▶ STUDY MATERIAL
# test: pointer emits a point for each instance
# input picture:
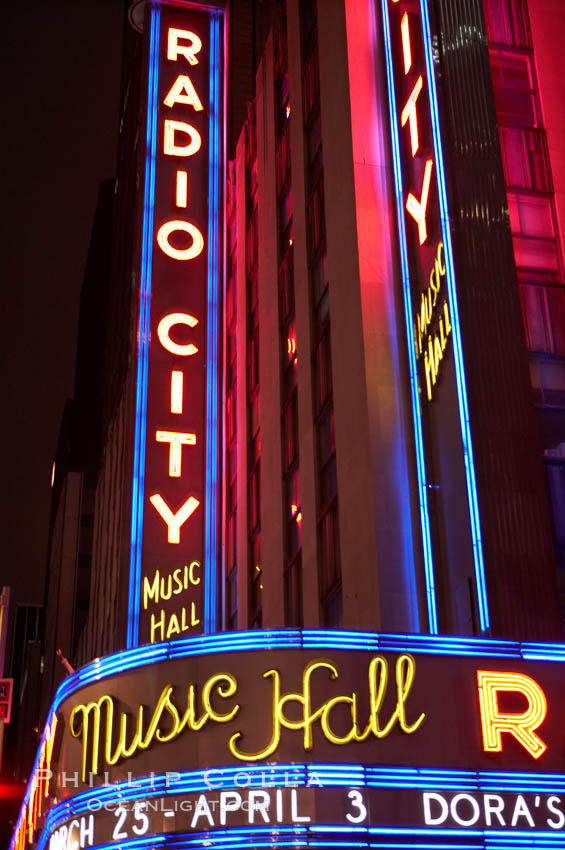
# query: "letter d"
(428, 819)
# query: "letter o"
(165, 325)
(180, 253)
(474, 806)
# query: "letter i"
(182, 188)
(176, 391)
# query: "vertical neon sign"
(446, 477)
(173, 558)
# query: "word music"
(432, 327)
(108, 738)
(176, 346)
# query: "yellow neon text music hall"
(108, 736)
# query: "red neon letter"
(494, 722)
(171, 148)
(180, 253)
(409, 113)
(176, 391)
(405, 30)
(174, 521)
(189, 51)
(182, 188)
(182, 91)
(176, 440)
(165, 325)
(417, 209)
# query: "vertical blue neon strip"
(456, 329)
(210, 545)
(138, 488)
(414, 392)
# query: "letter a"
(417, 209)
(494, 722)
(174, 521)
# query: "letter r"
(521, 725)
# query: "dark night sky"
(60, 86)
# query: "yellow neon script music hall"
(124, 736)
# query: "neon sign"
(454, 733)
(174, 505)
(86, 719)
(451, 536)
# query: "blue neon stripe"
(414, 391)
(210, 548)
(138, 488)
(456, 329)
(301, 775)
(309, 639)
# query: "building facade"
(327, 520)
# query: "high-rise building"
(327, 516)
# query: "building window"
(507, 23)
(525, 159)
(513, 88)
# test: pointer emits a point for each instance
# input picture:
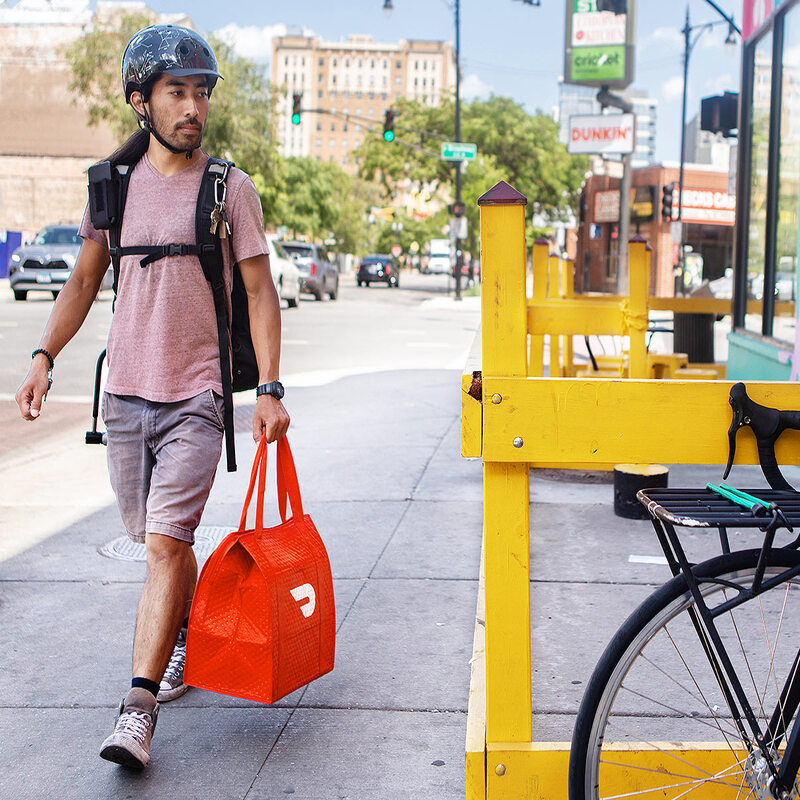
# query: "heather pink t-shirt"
(163, 343)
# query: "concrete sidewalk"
(400, 512)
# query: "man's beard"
(178, 139)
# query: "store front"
(764, 335)
(708, 213)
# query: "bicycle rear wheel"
(654, 690)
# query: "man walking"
(163, 405)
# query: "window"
(787, 249)
(759, 155)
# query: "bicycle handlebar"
(767, 425)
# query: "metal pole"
(458, 139)
(687, 32)
(624, 224)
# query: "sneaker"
(129, 745)
(172, 685)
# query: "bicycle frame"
(703, 617)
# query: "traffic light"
(388, 126)
(615, 6)
(296, 98)
(667, 200)
(457, 209)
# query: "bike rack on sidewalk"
(513, 422)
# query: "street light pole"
(457, 164)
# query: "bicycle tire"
(631, 698)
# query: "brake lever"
(767, 425)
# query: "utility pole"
(605, 98)
(457, 165)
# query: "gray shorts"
(162, 458)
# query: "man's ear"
(137, 103)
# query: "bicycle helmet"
(165, 49)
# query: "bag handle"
(286, 480)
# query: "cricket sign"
(600, 42)
(602, 134)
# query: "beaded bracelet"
(46, 355)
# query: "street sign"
(458, 151)
(602, 134)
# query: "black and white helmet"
(166, 49)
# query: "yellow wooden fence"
(513, 421)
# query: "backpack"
(108, 190)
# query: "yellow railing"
(513, 421)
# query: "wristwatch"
(275, 388)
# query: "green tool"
(748, 501)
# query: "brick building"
(359, 77)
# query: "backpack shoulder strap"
(122, 178)
(212, 192)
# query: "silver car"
(318, 276)
(45, 265)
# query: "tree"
(240, 127)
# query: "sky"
(508, 48)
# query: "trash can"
(694, 335)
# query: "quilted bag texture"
(263, 621)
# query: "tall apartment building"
(358, 77)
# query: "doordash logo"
(305, 592)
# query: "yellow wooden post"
(505, 504)
(554, 293)
(639, 283)
(541, 249)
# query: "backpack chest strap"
(153, 253)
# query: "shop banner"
(602, 134)
(606, 206)
(707, 207)
(754, 14)
(599, 42)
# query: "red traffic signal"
(388, 126)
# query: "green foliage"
(319, 199)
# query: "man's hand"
(33, 390)
(269, 416)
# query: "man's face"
(179, 109)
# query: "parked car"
(318, 276)
(375, 268)
(45, 265)
(284, 273)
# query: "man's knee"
(166, 551)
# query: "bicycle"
(698, 692)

▶ TASK GOAL
Transcribe the listing above in full. Pictures are not part of the copy.

▶ RESPONSE TO THE EXERCISE
# test: pointer emits a point for each instance
# input picture:
# query: "letter d"
(428, 819)
# query: "letter o"
(165, 325)
(180, 253)
(474, 806)
# query: "letter i"
(182, 188)
(176, 391)
# query: "vertical neon sign"
(446, 477)
(173, 558)
# query: "word music"
(432, 327)
(108, 738)
(176, 346)
# query: "yellow neon text music hall"
(108, 736)
# query: "red neon letter"
(494, 722)
(171, 148)
(180, 253)
(409, 113)
(176, 391)
(405, 30)
(174, 521)
(189, 51)
(182, 188)
(182, 91)
(176, 440)
(165, 325)
(417, 209)
# query: "vertical blue neon strip"
(456, 329)
(210, 545)
(138, 488)
(414, 392)
# query: "letter a"
(417, 209)
(494, 722)
(174, 521)
# query: "letter r"
(521, 725)
# query: "dark night sky"
(60, 86)
# query: "yellow neon script music hall"
(124, 736)
# query: "neon sign"
(454, 733)
(174, 505)
(86, 719)
(451, 536)
# query: "blue neon stripe"
(414, 391)
(210, 548)
(138, 488)
(456, 329)
(301, 775)
(309, 639)
# query: "building facade"
(327, 520)
# query: "high-rise building"
(327, 516)
# query: "building window"
(507, 23)
(525, 159)
(513, 88)
# test: pointer emits a point for each instance
# input picture:
# query: "heather pink t-shirt"
(163, 343)
# query: "concrete sidewalk"
(400, 512)
# query: "man's beard"
(178, 139)
# query: "store front"
(764, 335)
(708, 213)
# query: "bicycle rear wheel"
(654, 690)
# query: "man walking"
(163, 405)
# query: "window"
(787, 249)
(759, 155)
# query: "bicycle handlebar"
(767, 425)
# query: "metal pole"
(458, 139)
(687, 32)
(624, 224)
# query: "sneaker"
(129, 745)
(172, 685)
# query: "bicycle frame"
(703, 617)
# query: "traffic light"
(388, 126)
(615, 6)
(296, 98)
(667, 200)
(457, 209)
# query: "bike rack on sidewalk"
(513, 422)
# query: "street light pole"
(457, 164)
# query: "bicycle tire"
(631, 698)
# query: "brake lever"
(767, 425)
# query: "utility pole"
(605, 98)
(457, 165)
# query: "gray shorts"
(162, 458)
# query: "man's ear"
(137, 103)
# query: "bicycle helmet"
(165, 49)
# query: "bag handle"
(286, 480)
# query: "cricket sign"
(600, 42)
(602, 134)
# query: "beaded bracelet"
(46, 355)
# query: "street sign"
(458, 151)
(602, 134)
# query: "black and white helmet"
(166, 49)
# query: "yellow wooden fence"
(513, 421)
# query: "backpack"
(108, 190)
# query: "yellow railing"
(513, 421)
# query: "wristwatch"
(275, 388)
# query: "green tool"
(748, 501)
# query: "brick building"
(359, 77)
# query: "backpack shoulder strap"
(122, 178)
(212, 192)
# query: "silver car"
(318, 276)
(45, 265)
# query: "tree"
(240, 127)
# query: "sky"
(508, 48)
# query: "trash can"
(694, 335)
# query: "quilted bag texture"
(263, 621)
# query: "tall apartment building"
(358, 77)
# query: "doordash logo"
(305, 592)
# query: "yellow wooden post"
(505, 504)
(554, 293)
(639, 283)
(541, 249)
# query: "backpack chest strap"
(153, 253)
# query: "shop banner"
(602, 134)
(606, 206)
(707, 207)
(754, 14)
(599, 42)
# query: "red traffic signal"
(388, 126)
# query: "green foliage"
(319, 199)
# query: "man's hand"
(33, 390)
(269, 416)
# query: "man's face"
(179, 109)
# query: "parked car"
(318, 276)
(375, 268)
(45, 265)
(284, 273)
# query: "man's knee"
(166, 551)
# query: "bicycle"
(698, 692)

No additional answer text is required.